__Your objective__
Extract the data below verbatim, from its first line up to and including the line with "[[511, 30]]".

(begin)

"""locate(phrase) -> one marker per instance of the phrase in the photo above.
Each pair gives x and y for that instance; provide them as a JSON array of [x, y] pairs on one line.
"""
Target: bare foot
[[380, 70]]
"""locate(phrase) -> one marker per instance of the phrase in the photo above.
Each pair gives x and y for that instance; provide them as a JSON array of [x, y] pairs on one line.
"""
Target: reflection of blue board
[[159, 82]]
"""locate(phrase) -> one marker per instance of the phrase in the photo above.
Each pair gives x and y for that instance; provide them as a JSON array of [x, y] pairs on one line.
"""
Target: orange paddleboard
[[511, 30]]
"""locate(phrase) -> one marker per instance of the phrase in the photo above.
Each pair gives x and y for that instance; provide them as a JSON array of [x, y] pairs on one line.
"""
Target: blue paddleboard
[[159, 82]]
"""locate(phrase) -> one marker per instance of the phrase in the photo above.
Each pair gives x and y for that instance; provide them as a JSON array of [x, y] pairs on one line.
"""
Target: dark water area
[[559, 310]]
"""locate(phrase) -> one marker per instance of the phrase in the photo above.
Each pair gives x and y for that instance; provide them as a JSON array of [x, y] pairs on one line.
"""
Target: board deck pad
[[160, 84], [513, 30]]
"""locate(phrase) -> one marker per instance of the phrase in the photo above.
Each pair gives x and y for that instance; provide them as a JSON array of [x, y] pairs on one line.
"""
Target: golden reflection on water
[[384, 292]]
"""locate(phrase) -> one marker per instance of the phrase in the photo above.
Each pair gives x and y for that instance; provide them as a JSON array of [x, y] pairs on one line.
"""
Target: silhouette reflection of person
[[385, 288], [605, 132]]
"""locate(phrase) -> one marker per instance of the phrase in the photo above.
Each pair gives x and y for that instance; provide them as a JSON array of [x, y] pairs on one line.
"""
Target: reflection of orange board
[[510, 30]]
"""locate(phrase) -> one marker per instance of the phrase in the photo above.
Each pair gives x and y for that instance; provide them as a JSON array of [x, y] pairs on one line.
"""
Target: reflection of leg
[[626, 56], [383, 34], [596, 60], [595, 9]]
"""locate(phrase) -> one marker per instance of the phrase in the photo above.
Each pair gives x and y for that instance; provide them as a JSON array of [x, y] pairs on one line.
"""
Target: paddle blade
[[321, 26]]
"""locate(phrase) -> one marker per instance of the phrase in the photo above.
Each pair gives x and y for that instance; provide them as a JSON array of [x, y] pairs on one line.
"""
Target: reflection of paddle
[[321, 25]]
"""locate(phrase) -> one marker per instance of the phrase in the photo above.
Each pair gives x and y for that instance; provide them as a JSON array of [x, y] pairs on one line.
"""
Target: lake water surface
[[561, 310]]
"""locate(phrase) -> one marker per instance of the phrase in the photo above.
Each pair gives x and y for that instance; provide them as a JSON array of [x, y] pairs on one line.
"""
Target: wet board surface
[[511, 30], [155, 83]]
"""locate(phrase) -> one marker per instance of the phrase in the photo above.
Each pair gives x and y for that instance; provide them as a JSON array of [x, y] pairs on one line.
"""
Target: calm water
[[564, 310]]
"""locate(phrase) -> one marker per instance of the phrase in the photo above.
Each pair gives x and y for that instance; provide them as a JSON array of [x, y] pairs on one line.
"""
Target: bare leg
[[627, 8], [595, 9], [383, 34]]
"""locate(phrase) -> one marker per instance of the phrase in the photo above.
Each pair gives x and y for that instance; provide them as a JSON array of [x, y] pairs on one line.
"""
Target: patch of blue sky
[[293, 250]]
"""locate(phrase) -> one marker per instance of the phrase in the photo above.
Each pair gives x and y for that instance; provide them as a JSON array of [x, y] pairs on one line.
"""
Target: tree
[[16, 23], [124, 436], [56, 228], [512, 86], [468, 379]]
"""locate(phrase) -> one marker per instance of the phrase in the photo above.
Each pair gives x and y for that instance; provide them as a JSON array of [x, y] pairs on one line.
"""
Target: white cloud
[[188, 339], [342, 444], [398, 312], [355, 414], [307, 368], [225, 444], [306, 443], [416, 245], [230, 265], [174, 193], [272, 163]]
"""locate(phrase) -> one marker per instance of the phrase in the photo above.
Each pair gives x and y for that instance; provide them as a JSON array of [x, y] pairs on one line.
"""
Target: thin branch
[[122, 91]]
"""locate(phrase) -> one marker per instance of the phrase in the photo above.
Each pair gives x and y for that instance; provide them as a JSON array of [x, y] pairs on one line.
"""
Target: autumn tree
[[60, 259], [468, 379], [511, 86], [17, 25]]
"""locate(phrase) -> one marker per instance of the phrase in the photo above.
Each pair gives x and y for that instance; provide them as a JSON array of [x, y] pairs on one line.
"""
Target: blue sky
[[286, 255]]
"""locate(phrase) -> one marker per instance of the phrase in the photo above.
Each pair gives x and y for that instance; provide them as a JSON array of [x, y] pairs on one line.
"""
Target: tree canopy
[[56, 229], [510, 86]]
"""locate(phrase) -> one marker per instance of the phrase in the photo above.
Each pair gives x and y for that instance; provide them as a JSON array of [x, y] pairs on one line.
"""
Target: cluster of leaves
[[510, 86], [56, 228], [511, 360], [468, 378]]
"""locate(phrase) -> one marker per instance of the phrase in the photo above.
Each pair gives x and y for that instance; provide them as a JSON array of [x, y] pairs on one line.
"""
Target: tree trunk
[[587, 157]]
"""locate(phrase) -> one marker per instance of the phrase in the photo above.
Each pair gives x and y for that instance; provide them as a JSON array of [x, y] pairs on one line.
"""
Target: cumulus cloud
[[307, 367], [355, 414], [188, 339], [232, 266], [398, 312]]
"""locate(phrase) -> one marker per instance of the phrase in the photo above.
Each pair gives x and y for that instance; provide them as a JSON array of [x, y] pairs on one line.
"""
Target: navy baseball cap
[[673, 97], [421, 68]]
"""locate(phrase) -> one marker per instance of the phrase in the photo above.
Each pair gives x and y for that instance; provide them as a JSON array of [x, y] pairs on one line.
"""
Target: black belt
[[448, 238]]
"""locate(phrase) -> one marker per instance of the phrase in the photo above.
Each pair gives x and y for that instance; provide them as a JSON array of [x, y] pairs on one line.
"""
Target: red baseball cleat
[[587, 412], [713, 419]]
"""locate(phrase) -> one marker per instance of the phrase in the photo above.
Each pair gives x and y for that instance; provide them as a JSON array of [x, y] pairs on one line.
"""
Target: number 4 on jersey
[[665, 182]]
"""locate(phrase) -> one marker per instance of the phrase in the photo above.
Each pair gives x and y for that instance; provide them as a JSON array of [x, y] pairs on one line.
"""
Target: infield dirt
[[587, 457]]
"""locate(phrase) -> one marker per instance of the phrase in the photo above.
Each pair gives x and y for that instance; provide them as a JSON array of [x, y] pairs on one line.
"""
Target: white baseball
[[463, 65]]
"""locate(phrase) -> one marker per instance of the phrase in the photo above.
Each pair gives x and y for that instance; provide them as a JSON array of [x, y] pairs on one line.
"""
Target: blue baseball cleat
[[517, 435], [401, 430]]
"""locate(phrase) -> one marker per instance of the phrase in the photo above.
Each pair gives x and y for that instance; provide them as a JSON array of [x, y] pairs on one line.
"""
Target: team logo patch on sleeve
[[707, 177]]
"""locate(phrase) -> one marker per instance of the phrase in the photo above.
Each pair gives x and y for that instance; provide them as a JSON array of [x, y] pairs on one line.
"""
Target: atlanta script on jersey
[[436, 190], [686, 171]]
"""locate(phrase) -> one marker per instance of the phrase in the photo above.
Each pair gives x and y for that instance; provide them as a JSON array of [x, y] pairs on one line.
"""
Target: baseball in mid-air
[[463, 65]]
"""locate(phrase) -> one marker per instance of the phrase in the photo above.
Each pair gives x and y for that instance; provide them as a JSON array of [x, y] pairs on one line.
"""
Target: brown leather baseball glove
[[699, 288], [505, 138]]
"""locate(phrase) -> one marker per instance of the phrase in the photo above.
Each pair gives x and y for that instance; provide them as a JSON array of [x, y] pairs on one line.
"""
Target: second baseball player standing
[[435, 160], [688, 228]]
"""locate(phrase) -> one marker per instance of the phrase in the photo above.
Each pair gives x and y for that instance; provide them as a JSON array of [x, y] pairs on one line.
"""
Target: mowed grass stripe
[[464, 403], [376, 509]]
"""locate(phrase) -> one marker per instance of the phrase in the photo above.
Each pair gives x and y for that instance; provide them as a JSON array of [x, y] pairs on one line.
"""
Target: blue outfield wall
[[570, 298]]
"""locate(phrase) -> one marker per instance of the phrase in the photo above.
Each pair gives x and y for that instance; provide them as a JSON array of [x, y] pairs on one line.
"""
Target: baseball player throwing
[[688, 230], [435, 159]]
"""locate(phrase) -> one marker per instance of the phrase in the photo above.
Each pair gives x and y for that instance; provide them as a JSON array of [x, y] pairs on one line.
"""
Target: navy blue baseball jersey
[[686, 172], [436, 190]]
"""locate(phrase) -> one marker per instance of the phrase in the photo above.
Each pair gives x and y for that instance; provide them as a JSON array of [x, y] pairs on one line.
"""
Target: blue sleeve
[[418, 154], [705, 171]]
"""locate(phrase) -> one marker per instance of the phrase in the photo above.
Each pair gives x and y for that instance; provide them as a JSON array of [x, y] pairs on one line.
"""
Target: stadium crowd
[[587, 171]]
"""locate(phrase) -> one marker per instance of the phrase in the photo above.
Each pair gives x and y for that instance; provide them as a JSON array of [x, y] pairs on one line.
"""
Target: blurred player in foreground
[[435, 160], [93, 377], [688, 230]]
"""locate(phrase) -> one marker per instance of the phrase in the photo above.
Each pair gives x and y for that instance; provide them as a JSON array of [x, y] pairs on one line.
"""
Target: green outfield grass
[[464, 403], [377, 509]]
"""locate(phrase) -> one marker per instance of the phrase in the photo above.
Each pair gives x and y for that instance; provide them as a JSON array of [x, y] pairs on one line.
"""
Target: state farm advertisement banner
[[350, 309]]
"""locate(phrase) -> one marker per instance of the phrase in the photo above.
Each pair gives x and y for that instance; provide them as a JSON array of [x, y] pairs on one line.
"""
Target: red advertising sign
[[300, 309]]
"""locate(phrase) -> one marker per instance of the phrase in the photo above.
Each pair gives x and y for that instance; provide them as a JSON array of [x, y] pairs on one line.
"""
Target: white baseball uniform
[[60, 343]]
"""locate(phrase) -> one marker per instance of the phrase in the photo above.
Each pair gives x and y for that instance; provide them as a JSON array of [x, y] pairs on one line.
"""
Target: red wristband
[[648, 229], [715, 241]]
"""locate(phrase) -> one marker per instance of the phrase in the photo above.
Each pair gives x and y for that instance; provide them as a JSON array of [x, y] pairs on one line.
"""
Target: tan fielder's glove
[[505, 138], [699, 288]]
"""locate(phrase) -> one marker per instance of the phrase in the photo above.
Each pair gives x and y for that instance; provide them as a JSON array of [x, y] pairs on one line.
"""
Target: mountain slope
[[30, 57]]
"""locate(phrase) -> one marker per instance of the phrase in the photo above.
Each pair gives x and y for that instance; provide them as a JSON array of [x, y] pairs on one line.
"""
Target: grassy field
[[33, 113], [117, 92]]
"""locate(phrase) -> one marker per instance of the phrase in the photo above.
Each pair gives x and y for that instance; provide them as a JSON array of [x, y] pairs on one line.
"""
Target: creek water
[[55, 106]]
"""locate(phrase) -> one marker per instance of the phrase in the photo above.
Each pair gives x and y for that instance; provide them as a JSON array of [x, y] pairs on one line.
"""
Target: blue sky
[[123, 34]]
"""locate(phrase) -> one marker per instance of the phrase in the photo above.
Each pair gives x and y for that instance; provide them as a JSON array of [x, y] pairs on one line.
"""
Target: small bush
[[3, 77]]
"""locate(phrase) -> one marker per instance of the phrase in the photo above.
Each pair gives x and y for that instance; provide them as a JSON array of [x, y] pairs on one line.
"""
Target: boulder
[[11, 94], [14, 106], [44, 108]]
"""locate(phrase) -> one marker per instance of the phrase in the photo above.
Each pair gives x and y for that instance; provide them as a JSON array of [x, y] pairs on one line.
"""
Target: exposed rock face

(end)

__Finished task__
"""locate(phrase) -> one marker per instance of the phrase in the photo above.
Each pair gives x and y for that instance; provide them as a JSON array of [x, y] pairs on one line.
"""
Target: bare foot
[[380, 70]]
"""locate(phrase) -> one marker per instance of the phrase in the photo above.
Each pair gives x and y for that instance; provide them as a JSON array of [x, y] pairs on one line.
"""
Target: reflection of blue board
[[159, 82]]
"""locate(phrase) -> one marker per instance of the phrase in the photo above.
Each pair gives x and y for that instance; provide them as a JSON array of [x, y] pairs on one line.
"""
Target: orange paddleboard
[[511, 30]]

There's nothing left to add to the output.